#### Provided data

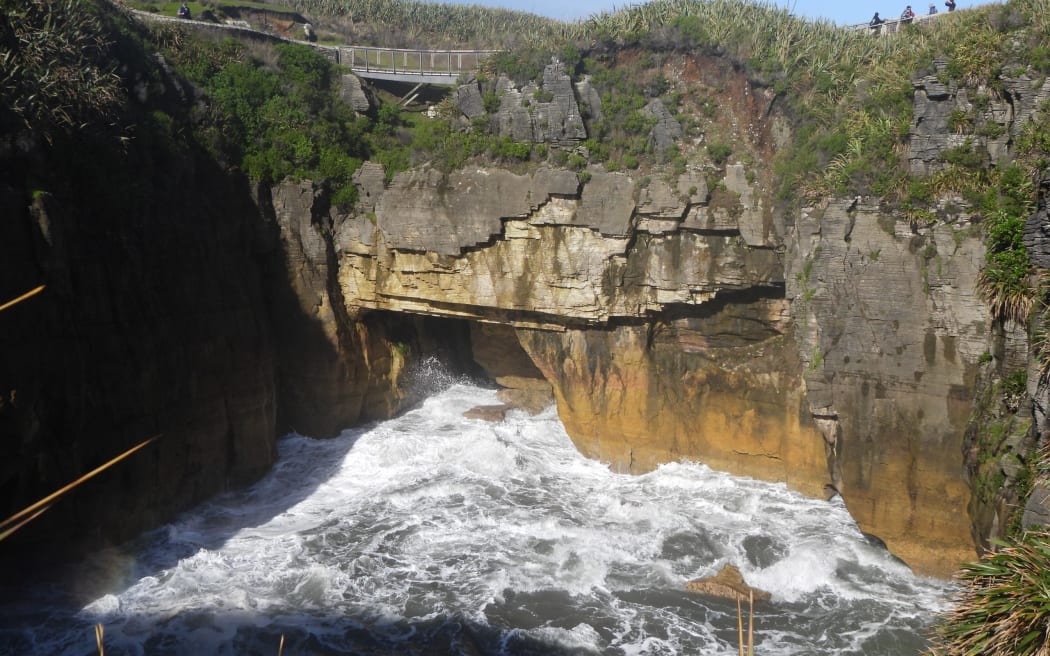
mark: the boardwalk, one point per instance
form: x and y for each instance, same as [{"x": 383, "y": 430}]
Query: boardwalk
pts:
[
  {"x": 893, "y": 25},
  {"x": 419, "y": 66},
  {"x": 442, "y": 67}
]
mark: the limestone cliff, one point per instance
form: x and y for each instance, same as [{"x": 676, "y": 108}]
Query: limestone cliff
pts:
[{"x": 840, "y": 343}]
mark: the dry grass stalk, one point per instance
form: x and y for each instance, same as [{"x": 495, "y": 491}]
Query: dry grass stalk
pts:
[
  {"x": 28, "y": 294},
  {"x": 6, "y": 532},
  {"x": 751, "y": 622},
  {"x": 739, "y": 627},
  {"x": 9, "y": 526}
]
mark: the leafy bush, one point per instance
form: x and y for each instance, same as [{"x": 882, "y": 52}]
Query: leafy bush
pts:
[{"x": 719, "y": 152}]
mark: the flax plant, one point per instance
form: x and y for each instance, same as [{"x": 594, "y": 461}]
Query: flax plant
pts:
[
  {"x": 56, "y": 70},
  {"x": 1004, "y": 607}
]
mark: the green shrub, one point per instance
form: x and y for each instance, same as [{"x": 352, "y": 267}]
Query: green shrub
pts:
[{"x": 719, "y": 152}]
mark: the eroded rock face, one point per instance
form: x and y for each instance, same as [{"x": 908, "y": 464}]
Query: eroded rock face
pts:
[
  {"x": 840, "y": 347},
  {"x": 984, "y": 122},
  {"x": 890, "y": 331}
]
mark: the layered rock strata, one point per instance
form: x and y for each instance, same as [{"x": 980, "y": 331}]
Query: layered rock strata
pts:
[{"x": 675, "y": 323}]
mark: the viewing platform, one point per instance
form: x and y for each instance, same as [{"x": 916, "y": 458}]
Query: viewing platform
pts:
[{"x": 418, "y": 66}]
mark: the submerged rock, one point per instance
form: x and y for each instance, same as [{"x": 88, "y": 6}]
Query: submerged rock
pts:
[
  {"x": 728, "y": 584},
  {"x": 488, "y": 413}
]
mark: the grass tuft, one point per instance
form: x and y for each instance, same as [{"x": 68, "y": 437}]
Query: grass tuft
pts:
[{"x": 1004, "y": 608}]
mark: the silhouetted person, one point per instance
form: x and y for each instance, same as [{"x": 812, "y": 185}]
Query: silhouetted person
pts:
[{"x": 876, "y": 23}]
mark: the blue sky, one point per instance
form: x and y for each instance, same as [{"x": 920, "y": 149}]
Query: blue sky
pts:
[{"x": 841, "y": 12}]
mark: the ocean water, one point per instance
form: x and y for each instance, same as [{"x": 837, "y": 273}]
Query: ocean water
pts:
[{"x": 432, "y": 533}]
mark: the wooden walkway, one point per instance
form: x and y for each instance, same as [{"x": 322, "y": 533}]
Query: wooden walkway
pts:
[{"x": 441, "y": 67}]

########

## What to work on
Could you give the lines above again, substituting "pier" for "boardwalk" everywhere it appears, with everything else unchanged and the pictures left out?

## Full solution
mark: the pier, one point per instance
form: x and y for each instance, same as [{"x": 383, "y": 430}]
Query: pier
pts:
[
  {"x": 893, "y": 25},
  {"x": 419, "y": 66},
  {"x": 442, "y": 67}
]
mark: the limestone cliff, one point per instance
form: x and y for each instance, same as [{"x": 676, "y": 108}]
Query: limestone cliff
pts:
[{"x": 840, "y": 343}]
mark: the dry grass stalk, one point per instance
form: x and y for each instance, same as [{"x": 495, "y": 491}]
Query: dry grass stalk
pts:
[
  {"x": 28, "y": 294},
  {"x": 6, "y": 532},
  {"x": 751, "y": 622},
  {"x": 739, "y": 627},
  {"x": 9, "y": 526}
]
mark: the leafy bush, one point per instance
form: x and y for each instance, same as [{"x": 882, "y": 52}]
Query: leafy bush
pts:
[{"x": 719, "y": 152}]
mark: the flax plant, one point per instance
form: x and y for each instance, same as [{"x": 594, "y": 461}]
Query: flax plant
pts:
[
  {"x": 56, "y": 70},
  {"x": 1004, "y": 607}
]
mark: the green shrub, one point per instance
form: x and y for each instance, same as [{"x": 352, "y": 267}]
Query: green shrub
pts:
[{"x": 719, "y": 152}]
mark: the eroded rock face, one point per instance
form: x and y for each instance, same as [{"x": 908, "y": 464}]
Query: eroded rock face
pts:
[
  {"x": 840, "y": 347},
  {"x": 984, "y": 122},
  {"x": 890, "y": 331}
]
mark: the layered rock strata, one point per instance
form: x and y for each instance, same as [{"x": 980, "y": 331}]
Query: layered rock strata
pts:
[{"x": 675, "y": 323}]
mark: the viewing platform, one point per instance
form: x and y for each instance, same as [{"x": 916, "y": 458}]
Query: viewing platform
pts:
[{"x": 418, "y": 66}]
mark: the submerged rock, one point per instance
form: x and y for each instance, same as [{"x": 88, "y": 6}]
Query: submerged rock
pts:
[
  {"x": 728, "y": 584},
  {"x": 488, "y": 413}
]
mark: the grass tuft, one point per instance
form: x and y for each instance, same as [{"x": 68, "y": 437}]
Query: grass tuft
pts:
[{"x": 1004, "y": 608}]
mark: the silhouetted person, one point per instance
form: x and y for each instance, same as [{"x": 812, "y": 185}]
Query: silhouetted person
pts:
[{"x": 876, "y": 23}]
mark: the blue sky, one point per instance
form: x and y for each instance, same as [{"x": 920, "y": 149}]
Query: blue sky
pts:
[{"x": 841, "y": 12}]
mark: the ocean water, one point per instance
form: x and y for each instance, same as [{"x": 837, "y": 273}]
Query: ocean water
pts:
[{"x": 432, "y": 533}]
mark: the wooden walkway, one point per instance
form: x and y for each instance, same as [{"x": 322, "y": 533}]
Query: wooden walkway
pts:
[{"x": 441, "y": 67}]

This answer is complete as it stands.